TEXTE DU DOCUMENT:

========================================

Des champignons et des arbres

De nombreux champignons voient leur nom associé à l’arbre sur lequel ou sous lequel ils sont censés pousser. Ainsi en est-il de la Pholiote du peuplier, qui pousse sur les souches et racines de peupliers, certes, mais non exclusivement. Il serait donc plus juste de dire : qui pousse majoritairement, principalement, généralement, le plus souvent… sur les peupliers, car elle vient aussi sur les saules, et plus rarement sur les marronniers, telle celle photographiée sur la place de Velles. Forts de cette observation, nous pouvons nous demander si le bois de ces arbres ne présente pas quelque affinité, telle la tendresse relative, la couleur pâle… ?

La liste des noms de champignons en rapport avec un arbre est longue, et mériterait bien sûr d’être nuancée. Et les observations, de niches écologiques parfois inédites, constituent des découvertes gratifiantes, qui agissent comme une ouverture du vivant, comme un élargissement des relations que les êtres vivants entretiennent entre eux.

========================================

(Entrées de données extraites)
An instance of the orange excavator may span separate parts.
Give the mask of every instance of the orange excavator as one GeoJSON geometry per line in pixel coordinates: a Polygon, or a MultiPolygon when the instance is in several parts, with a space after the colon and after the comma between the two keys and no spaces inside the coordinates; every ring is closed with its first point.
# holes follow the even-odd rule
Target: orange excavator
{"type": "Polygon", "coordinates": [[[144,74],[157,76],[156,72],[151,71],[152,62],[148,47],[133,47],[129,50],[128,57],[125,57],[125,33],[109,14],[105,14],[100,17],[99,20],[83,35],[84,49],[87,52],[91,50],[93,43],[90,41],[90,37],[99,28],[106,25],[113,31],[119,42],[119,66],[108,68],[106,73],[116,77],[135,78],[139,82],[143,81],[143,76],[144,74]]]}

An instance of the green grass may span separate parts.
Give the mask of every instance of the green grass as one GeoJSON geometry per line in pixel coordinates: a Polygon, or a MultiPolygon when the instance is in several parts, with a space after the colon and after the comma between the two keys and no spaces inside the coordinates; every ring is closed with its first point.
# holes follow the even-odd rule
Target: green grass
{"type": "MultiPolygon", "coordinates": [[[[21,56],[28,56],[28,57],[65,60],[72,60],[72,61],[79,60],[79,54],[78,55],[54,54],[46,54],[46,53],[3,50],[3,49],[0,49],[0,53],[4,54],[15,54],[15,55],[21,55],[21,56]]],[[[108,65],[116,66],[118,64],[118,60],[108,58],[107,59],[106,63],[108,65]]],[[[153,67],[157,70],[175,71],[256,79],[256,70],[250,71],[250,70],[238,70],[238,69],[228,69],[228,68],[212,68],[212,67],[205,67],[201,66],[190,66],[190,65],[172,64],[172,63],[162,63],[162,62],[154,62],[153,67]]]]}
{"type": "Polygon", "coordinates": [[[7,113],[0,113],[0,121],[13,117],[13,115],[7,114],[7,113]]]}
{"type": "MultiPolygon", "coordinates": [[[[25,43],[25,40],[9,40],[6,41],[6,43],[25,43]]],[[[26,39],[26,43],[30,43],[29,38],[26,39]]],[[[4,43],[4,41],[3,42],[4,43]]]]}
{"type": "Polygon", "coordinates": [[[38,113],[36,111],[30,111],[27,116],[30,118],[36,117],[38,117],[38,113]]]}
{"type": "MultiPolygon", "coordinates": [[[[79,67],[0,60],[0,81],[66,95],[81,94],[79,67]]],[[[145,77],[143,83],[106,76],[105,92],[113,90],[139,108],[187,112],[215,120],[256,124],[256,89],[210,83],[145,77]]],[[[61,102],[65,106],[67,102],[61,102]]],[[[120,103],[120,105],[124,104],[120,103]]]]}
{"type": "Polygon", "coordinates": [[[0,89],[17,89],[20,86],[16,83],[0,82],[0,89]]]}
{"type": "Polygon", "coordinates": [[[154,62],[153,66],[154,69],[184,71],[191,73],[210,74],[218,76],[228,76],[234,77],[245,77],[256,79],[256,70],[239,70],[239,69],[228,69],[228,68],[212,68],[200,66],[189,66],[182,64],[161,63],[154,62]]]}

========================================

CONSIGNES ÉCRITES:
(1) Recopiez le passage du texte sur les champignons et les arbres qui commence par « De nombreux champignons » et se poursuit jusqu'à « la couleur pâle… ? ».
(2) Convertissez en une liste JSON de chaînes les lignes des enregistrements, depuis le début des enregistrements jusqu'à la ligne contenant « Target: orange excavator », cette dernière incluse. Mettez une chaîne par ligne et omettez les lignes vides.

RÉPONSES:
(1)
De nombreux champignons voient leur nom associé à l’arbre sur lequel ou sous lequel ils sont censés pousser. Ainsi en est-il de la Pholiote du peuplier, qui pousse sur les souches et racines de peupliers, certes, mais non exclusivement. Il serait donc plus juste de dire : qui pousse majoritairement, principalement, généralement, le plus souvent… sur les peupliers, car elle vient aussi sur les saules, et plus rarement sur les marronniers, telle celle photographiée sur la place de Velles. Forts de cette observation, nous pouvons nous demander si le bois de ces arbres ne présente pas quelque affinité, telle la tendresse relative, la couleur pâle… ?

(2)
[
  "An instance of the orange excavator may span separate parts.",
  "Give the mask of every instance of the orange excavator as one GeoJSON geometry per line in pixel coordinates: a Polygon, or a MultiPolygon when the instance is in several parts, with a space after the colon and after the comma between the two keys and no spaces inside the coordinates; every ring is closed with its first point.",
  "# holes follow the even-odd rule",
  "Target: orange excavator"
]